• **Aim of the task**
Convert every line of the items below into a Markdown table with two columns, Row and Item Line, numbering each row and skipping blank lines.

• **Material**
---+---

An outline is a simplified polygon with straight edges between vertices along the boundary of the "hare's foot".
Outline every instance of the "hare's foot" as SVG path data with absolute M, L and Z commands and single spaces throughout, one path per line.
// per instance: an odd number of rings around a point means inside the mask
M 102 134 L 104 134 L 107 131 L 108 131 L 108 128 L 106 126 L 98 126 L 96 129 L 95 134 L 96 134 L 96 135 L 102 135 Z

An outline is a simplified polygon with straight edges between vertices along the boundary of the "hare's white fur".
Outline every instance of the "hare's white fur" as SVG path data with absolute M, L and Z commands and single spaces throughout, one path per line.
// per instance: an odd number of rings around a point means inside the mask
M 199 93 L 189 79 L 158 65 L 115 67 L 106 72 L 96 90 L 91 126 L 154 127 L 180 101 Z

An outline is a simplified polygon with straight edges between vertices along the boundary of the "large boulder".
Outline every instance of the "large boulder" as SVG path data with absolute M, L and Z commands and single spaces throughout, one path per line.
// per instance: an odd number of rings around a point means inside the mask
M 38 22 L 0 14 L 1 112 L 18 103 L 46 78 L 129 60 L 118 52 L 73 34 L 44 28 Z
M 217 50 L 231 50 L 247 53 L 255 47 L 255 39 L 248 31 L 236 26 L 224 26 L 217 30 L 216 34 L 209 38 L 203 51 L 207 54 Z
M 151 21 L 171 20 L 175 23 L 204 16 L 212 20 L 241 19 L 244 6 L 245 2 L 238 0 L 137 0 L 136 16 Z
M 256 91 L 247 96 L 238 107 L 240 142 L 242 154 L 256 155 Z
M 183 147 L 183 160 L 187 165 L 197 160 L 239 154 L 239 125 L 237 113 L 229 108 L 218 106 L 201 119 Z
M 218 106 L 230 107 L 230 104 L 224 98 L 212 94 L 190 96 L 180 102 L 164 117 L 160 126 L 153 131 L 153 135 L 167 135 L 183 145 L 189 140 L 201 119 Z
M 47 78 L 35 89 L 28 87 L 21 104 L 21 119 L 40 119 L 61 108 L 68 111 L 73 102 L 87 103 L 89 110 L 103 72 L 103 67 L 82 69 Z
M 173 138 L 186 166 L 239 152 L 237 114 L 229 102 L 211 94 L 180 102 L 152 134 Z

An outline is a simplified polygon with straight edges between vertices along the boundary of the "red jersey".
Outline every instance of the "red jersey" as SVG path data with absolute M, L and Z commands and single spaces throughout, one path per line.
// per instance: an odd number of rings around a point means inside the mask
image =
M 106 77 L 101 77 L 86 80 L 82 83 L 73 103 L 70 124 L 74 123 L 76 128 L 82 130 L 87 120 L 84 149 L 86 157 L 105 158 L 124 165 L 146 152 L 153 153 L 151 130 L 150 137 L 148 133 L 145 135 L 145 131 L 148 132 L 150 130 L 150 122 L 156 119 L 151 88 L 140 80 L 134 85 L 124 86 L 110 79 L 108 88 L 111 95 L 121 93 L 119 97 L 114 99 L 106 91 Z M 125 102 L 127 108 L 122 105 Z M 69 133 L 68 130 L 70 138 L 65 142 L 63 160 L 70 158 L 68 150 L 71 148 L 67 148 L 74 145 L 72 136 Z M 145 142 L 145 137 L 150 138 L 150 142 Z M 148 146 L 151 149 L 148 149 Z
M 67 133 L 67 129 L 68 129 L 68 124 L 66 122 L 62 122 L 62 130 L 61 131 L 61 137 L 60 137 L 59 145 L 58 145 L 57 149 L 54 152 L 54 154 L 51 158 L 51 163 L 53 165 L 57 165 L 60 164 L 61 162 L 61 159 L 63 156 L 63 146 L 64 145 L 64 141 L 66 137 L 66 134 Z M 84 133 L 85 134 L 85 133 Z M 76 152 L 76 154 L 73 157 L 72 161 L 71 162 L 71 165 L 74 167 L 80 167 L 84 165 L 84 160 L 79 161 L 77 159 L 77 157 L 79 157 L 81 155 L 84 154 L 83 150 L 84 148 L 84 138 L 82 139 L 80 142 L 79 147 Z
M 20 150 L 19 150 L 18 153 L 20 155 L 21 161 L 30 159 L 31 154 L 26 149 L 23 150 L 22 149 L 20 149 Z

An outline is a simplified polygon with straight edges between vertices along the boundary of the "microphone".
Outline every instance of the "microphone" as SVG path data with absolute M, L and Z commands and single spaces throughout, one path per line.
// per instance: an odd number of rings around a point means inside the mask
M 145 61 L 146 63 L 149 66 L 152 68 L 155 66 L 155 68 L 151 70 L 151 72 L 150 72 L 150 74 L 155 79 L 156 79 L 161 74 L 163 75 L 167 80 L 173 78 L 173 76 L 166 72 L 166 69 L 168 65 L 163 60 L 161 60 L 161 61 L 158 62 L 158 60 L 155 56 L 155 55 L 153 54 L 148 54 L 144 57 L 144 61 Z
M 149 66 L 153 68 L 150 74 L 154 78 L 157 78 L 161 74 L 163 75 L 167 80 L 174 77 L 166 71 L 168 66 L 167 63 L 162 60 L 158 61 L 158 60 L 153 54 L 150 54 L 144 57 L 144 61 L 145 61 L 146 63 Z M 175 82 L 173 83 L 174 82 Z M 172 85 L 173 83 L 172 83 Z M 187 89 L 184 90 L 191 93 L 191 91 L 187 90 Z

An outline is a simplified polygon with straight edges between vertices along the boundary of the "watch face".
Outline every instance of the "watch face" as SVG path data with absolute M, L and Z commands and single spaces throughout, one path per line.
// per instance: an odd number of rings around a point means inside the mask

---+---

• **Finished answer**
| Row | Item Line |
|---|---|
| 1 | An outline is a simplified polygon with straight edges between vertices along the boundary of the "hare's foot". |
| 2 | Outline every instance of the "hare's foot" as SVG path data with absolute M, L and Z commands and single spaces throughout, one path per line. |
| 3 | // per instance: an odd number of rings around a point means inside the mask |
| 4 | M 102 134 L 104 134 L 107 131 L 108 131 L 108 128 L 106 126 L 98 126 L 96 129 L 95 134 L 96 134 L 96 135 L 102 135 Z |
| 5 | An outline is a simplified polygon with straight edges between vertices along the boundary of the "hare's white fur". |
| 6 | Outline every instance of the "hare's white fur" as SVG path data with absolute M, L and Z commands and single spaces throughout, one path per line. |
| 7 | // per instance: an odd number of rings around a point means inside the mask |
| 8 | M 199 93 L 189 79 L 158 65 L 115 67 L 106 72 L 96 90 L 91 126 L 154 127 L 180 101 Z |
| 9 | An outline is a simplified polygon with straight edges between vertices along the boundary of the "large boulder". |
| 10 | Outline every instance of the "large boulder" as SVG path data with absolute M, L and Z commands and single spaces throughout, one path per line. |
| 11 | // per instance: an odd number of rings around a point means inside the mask |
| 12 | M 38 22 L 0 14 L 1 112 L 18 103 L 46 78 L 129 60 L 118 52 L 73 34 L 44 28 Z |
| 13 | M 217 50 L 231 50 L 247 53 L 255 47 L 255 39 L 248 31 L 236 26 L 224 26 L 217 30 L 216 34 L 209 38 L 203 51 L 207 54 Z |
| 14 | M 151 21 L 171 20 L 175 23 L 204 16 L 212 20 L 241 19 L 244 6 L 245 2 L 238 0 L 137 0 L 136 16 Z |
| 15 | M 256 91 L 247 96 L 238 107 L 240 142 L 242 154 L 256 155 Z |
| 16 | M 183 147 L 183 160 L 187 165 L 197 160 L 239 154 L 239 125 L 237 113 L 229 108 L 218 106 L 201 119 Z |
| 17 | M 218 106 L 230 107 L 230 104 L 224 98 L 212 94 L 190 96 L 180 102 L 164 117 L 160 126 L 153 131 L 153 135 L 167 135 L 183 145 L 189 140 L 201 119 Z |
| 18 | M 47 78 L 35 89 L 28 87 L 21 104 L 21 119 L 40 119 L 61 108 L 68 111 L 73 102 L 87 103 L 89 110 L 103 72 L 103 67 L 82 69 Z |
| 19 | M 173 138 L 186 166 L 239 152 L 237 114 L 229 102 L 211 94 L 180 102 L 152 134 Z |
| 20 | An outline is a simplified polygon with straight edges between vertices along the boundary of the "red jersey". |
| 21 | Outline every instance of the "red jersey" as SVG path data with absolute M, L and Z commands and single spaces throughout, one path per line. |
| 22 | // per instance: an odd number of rings around a point means inside the mask |
| 23 | image = |
| 24 | M 106 77 L 101 77 L 86 80 L 82 83 L 73 103 L 70 124 L 74 123 L 76 128 L 82 130 L 87 120 L 84 149 L 86 157 L 105 158 L 124 165 L 146 152 L 153 153 L 151 130 L 150 137 L 148 133 L 145 135 L 145 131 L 148 132 L 150 130 L 150 122 L 156 119 L 151 88 L 140 80 L 134 85 L 124 86 L 110 79 L 108 88 L 111 95 L 121 93 L 119 97 L 114 99 L 106 91 Z M 125 102 L 127 108 L 122 105 Z M 69 133 L 68 130 L 70 138 L 65 142 L 63 160 L 70 158 L 68 150 L 71 148 L 67 148 L 74 145 L 72 136 Z M 145 142 L 145 137 L 150 138 L 150 142 Z M 148 146 L 151 149 L 148 149 Z |
| 25 | M 67 133 L 67 129 L 68 129 L 68 124 L 66 122 L 62 122 L 62 130 L 61 131 L 61 137 L 60 137 L 59 145 L 58 145 L 57 149 L 54 152 L 54 154 L 51 158 L 51 163 L 53 165 L 57 165 L 60 164 L 61 162 L 61 159 L 63 156 L 63 146 L 64 145 L 64 141 L 66 137 L 66 134 Z M 84 133 L 85 134 L 85 133 Z M 76 152 L 76 154 L 73 157 L 72 161 L 71 162 L 71 165 L 74 167 L 80 167 L 84 165 L 84 160 L 79 161 L 77 159 L 77 157 L 79 157 L 81 155 L 84 154 L 83 150 L 84 148 L 84 138 L 82 139 L 80 142 L 79 147 Z |
| 26 | M 20 150 L 19 150 L 18 153 L 20 155 L 21 161 L 30 159 L 31 154 L 26 149 L 23 150 L 22 149 L 20 149 Z |
| 27 | An outline is a simplified polygon with straight edges between vertices along the boundary of the "microphone". |
| 28 | Outline every instance of the "microphone" as SVG path data with absolute M, L and Z commands and single spaces throughout, one path per line. |
| 29 | // per instance: an odd number of rings around a point means inside the mask |
| 30 | M 145 61 L 146 63 L 149 66 L 152 68 L 155 66 L 155 68 L 151 70 L 151 72 L 150 72 L 150 74 L 155 79 L 156 79 L 161 74 L 163 75 L 167 80 L 173 78 L 173 76 L 166 72 L 166 69 L 168 65 L 163 60 L 161 60 L 161 61 L 158 62 L 158 60 L 155 56 L 155 55 L 153 54 L 148 54 L 144 57 L 144 61 Z |
| 31 | M 149 66 L 153 68 L 150 74 L 154 78 L 157 78 L 161 74 L 163 75 L 167 80 L 174 77 L 166 71 L 168 66 L 167 63 L 162 60 L 158 61 L 158 60 L 153 54 L 150 54 L 144 57 L 144 61 L 145 61 L 146 63 Z M 175 82 L 173 83 L 174 82 Z M 172 85 L 173 83 L 172 83 Z M 187 89 L 184 90 L 191 93 L 191 91 L 187 90 Z |
| 32 | An outline is a simplified polygon with straight edges between vertices along the boundary of the "watch face". |
| 33 | Outline every instance of the "watch face" as SVG path data with absolute M, L and Z commands and single spaces throughout, one path per line. |
| 34 | // per instance: an odd number of rings around a point means inside the mask |